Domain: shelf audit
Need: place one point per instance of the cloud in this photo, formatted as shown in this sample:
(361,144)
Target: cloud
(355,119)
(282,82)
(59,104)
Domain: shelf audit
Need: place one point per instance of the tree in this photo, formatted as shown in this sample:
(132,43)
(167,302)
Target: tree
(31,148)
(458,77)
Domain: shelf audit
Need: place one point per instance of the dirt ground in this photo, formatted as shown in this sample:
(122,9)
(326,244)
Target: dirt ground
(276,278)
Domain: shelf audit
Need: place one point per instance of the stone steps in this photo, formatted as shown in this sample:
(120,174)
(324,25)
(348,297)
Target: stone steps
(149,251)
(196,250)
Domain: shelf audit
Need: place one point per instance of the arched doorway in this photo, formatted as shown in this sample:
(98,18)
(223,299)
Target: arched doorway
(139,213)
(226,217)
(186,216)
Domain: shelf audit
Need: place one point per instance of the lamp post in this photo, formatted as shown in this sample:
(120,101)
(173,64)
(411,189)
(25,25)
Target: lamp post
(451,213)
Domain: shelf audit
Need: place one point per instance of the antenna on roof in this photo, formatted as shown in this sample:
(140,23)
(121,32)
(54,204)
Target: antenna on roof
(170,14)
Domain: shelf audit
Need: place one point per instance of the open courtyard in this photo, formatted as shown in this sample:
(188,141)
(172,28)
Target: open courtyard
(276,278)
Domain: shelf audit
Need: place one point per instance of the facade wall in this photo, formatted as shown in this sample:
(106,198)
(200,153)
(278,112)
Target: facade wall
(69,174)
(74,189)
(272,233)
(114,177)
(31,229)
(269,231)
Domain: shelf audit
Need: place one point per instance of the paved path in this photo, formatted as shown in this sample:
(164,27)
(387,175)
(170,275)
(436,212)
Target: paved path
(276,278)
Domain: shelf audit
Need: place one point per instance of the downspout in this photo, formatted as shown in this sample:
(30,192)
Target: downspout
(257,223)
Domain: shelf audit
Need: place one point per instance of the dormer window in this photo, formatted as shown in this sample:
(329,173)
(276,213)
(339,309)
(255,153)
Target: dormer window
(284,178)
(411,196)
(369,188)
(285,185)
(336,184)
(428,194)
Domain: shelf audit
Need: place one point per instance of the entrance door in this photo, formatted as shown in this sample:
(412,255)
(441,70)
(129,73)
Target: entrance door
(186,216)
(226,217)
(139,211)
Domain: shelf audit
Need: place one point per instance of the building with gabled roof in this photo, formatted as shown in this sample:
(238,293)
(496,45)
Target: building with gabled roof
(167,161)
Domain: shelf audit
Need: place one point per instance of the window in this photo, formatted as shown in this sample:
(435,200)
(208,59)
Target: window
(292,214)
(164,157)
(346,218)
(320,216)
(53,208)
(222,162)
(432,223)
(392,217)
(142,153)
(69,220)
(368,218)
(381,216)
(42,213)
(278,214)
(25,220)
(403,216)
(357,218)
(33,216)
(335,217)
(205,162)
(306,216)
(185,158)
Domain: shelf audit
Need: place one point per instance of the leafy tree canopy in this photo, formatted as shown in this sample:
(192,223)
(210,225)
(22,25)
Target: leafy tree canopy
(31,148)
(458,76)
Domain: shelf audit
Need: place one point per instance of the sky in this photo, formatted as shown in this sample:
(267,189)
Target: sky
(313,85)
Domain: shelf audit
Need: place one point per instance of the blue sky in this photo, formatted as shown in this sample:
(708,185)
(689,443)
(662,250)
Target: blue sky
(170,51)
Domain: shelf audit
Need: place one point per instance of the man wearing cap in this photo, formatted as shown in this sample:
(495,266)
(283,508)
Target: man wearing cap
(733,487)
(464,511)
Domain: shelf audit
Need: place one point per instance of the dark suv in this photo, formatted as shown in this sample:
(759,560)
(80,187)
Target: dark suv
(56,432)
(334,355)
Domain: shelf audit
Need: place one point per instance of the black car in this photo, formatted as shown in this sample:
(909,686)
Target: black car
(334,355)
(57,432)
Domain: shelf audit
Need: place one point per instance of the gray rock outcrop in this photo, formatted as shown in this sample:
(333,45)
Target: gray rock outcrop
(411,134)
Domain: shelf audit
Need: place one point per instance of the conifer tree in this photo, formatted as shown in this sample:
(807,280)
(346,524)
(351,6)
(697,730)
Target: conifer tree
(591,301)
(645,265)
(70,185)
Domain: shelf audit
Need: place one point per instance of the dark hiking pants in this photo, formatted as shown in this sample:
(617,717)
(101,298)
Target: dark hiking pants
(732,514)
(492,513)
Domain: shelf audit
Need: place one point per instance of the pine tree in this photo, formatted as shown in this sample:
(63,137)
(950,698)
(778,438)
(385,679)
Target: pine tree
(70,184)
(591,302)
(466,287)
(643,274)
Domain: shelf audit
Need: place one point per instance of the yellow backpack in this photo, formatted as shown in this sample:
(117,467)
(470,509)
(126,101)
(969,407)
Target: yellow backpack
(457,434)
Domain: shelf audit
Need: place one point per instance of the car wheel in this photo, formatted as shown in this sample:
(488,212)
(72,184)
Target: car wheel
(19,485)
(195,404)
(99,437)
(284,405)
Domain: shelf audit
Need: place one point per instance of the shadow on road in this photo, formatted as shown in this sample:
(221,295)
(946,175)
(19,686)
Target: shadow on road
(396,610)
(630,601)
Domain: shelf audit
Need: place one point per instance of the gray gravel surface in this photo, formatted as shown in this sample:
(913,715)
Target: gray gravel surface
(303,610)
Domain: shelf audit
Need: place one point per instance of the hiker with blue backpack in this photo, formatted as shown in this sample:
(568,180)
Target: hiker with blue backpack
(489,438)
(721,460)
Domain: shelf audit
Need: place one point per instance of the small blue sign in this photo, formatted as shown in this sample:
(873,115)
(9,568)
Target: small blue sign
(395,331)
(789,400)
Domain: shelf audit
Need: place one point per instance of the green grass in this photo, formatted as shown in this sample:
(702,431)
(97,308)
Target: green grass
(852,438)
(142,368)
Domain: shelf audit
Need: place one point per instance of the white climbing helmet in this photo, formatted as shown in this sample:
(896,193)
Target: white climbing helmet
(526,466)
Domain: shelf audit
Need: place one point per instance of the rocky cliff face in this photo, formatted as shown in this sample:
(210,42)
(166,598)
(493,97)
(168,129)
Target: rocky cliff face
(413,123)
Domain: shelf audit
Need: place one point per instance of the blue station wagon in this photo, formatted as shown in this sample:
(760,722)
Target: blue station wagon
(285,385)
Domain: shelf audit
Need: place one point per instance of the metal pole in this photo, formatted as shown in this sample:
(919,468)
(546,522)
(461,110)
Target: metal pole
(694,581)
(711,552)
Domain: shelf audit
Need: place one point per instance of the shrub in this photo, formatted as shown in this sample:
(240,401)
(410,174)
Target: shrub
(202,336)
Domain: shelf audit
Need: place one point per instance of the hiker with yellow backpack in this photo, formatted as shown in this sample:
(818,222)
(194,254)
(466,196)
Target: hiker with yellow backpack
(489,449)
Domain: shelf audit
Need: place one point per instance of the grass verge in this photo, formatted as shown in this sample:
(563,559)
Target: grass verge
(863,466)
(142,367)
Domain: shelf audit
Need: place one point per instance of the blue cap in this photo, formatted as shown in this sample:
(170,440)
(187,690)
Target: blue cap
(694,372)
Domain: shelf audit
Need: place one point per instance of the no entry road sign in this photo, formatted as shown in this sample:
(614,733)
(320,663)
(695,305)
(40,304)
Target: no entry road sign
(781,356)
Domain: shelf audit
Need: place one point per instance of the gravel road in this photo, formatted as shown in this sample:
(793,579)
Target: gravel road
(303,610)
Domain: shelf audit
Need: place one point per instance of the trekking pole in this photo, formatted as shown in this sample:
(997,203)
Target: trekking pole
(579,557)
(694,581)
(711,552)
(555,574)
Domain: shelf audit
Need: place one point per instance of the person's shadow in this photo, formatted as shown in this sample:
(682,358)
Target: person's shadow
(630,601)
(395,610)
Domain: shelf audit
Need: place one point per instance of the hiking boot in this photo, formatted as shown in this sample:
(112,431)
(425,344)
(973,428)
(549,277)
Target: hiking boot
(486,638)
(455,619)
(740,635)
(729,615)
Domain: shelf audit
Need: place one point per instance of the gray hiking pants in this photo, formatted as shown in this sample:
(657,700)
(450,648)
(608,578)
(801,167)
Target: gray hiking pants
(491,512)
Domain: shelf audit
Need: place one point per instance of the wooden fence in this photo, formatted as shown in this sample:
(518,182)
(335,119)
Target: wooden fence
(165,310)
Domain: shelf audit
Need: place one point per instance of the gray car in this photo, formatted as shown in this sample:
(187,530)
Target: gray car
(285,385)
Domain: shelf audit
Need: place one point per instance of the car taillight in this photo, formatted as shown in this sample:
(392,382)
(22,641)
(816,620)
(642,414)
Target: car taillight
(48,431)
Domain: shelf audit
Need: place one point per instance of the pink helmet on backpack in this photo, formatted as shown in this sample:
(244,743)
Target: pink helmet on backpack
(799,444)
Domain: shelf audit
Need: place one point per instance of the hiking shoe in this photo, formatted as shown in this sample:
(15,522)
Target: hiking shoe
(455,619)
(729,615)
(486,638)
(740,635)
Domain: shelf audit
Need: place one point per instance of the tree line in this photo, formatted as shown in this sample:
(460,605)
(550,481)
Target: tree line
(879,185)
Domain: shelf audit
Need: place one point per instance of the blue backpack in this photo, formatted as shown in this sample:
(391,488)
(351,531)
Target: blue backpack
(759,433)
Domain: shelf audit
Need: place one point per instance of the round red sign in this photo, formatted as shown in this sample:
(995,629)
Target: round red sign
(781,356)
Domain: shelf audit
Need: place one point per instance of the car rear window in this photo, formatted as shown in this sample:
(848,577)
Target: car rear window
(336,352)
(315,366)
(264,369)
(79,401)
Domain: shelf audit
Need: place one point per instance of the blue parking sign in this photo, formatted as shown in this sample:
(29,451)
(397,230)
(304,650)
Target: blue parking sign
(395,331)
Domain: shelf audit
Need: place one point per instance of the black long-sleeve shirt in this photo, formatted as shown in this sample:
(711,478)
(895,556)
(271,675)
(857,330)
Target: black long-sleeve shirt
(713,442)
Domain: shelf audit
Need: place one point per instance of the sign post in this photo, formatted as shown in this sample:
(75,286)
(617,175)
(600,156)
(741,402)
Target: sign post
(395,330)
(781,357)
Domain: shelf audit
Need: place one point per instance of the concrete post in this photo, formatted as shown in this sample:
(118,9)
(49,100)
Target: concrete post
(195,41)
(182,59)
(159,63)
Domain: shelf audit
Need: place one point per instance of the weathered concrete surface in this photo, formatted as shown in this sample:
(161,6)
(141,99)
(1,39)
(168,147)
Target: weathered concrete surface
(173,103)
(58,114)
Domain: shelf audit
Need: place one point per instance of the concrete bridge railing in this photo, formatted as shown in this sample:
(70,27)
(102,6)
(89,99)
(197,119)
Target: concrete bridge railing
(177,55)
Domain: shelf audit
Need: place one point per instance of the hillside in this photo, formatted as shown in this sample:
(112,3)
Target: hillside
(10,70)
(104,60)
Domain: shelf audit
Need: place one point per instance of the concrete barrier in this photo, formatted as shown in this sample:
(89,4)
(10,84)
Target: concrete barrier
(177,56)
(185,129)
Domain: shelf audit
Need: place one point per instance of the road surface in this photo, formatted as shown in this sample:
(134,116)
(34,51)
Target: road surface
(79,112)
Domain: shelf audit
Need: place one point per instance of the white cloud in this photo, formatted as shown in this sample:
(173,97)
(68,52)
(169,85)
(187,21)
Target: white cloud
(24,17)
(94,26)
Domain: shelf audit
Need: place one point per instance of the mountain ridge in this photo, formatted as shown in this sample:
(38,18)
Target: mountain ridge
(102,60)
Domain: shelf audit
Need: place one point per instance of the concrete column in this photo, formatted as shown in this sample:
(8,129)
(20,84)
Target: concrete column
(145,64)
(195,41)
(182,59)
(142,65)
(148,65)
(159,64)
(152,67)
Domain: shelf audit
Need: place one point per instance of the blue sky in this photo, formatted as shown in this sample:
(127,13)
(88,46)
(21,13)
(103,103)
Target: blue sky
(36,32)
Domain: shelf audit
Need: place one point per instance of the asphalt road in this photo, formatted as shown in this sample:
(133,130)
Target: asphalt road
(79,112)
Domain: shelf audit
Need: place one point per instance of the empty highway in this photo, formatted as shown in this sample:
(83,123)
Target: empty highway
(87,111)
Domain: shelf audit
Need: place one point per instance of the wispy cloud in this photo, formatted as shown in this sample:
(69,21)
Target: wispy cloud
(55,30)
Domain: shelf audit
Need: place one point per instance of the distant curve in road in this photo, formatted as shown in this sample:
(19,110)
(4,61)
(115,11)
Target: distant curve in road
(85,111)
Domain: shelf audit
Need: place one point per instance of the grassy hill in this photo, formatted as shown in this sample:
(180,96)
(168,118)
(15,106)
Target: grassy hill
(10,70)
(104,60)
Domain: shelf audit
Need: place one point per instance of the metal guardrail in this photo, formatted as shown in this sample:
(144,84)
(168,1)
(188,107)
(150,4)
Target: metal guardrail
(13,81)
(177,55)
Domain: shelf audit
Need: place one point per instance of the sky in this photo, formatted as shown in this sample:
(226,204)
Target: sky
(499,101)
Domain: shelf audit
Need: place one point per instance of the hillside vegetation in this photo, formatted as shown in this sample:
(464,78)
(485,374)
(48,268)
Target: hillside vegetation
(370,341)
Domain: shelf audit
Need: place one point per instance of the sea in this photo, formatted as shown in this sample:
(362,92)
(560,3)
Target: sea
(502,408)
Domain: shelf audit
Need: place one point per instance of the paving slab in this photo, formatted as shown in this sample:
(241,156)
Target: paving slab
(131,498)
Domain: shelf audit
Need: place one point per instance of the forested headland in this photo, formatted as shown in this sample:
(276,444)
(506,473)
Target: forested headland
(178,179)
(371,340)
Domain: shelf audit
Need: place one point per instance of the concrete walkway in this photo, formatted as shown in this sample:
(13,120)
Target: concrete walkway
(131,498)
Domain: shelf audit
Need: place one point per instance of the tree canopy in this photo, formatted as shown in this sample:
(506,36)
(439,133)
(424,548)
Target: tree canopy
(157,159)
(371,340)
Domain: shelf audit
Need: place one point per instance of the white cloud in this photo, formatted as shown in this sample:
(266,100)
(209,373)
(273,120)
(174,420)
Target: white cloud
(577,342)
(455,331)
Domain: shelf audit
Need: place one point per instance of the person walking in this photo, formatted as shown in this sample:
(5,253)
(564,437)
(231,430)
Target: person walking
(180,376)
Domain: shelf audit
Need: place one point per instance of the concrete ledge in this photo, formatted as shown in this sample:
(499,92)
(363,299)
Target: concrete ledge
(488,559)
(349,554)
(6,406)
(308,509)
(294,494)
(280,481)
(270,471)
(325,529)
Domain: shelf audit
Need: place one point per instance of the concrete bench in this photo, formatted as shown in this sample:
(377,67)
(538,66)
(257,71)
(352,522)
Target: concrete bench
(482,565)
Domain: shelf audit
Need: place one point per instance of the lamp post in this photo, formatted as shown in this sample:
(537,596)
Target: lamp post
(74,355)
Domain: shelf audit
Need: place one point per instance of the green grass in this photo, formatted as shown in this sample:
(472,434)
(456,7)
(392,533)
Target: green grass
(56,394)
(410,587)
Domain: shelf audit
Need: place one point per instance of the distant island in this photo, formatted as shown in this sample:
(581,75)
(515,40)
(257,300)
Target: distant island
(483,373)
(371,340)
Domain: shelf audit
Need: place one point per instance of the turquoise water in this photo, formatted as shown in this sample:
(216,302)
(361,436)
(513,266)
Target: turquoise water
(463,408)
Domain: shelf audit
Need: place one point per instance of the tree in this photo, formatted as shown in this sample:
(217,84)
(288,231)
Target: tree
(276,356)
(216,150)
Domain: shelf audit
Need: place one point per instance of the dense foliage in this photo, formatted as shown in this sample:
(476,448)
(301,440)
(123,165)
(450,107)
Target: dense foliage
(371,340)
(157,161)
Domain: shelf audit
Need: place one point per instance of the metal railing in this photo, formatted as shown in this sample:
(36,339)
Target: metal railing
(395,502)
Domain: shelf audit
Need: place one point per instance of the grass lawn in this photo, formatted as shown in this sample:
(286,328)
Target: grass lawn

========================================

- What you need to do
The response consists of the lines above that contain "lawn".

- Task result
Need: place one point per instance of the grass lawn in this photo, formatted as shown in this sample:
Target: grass lawn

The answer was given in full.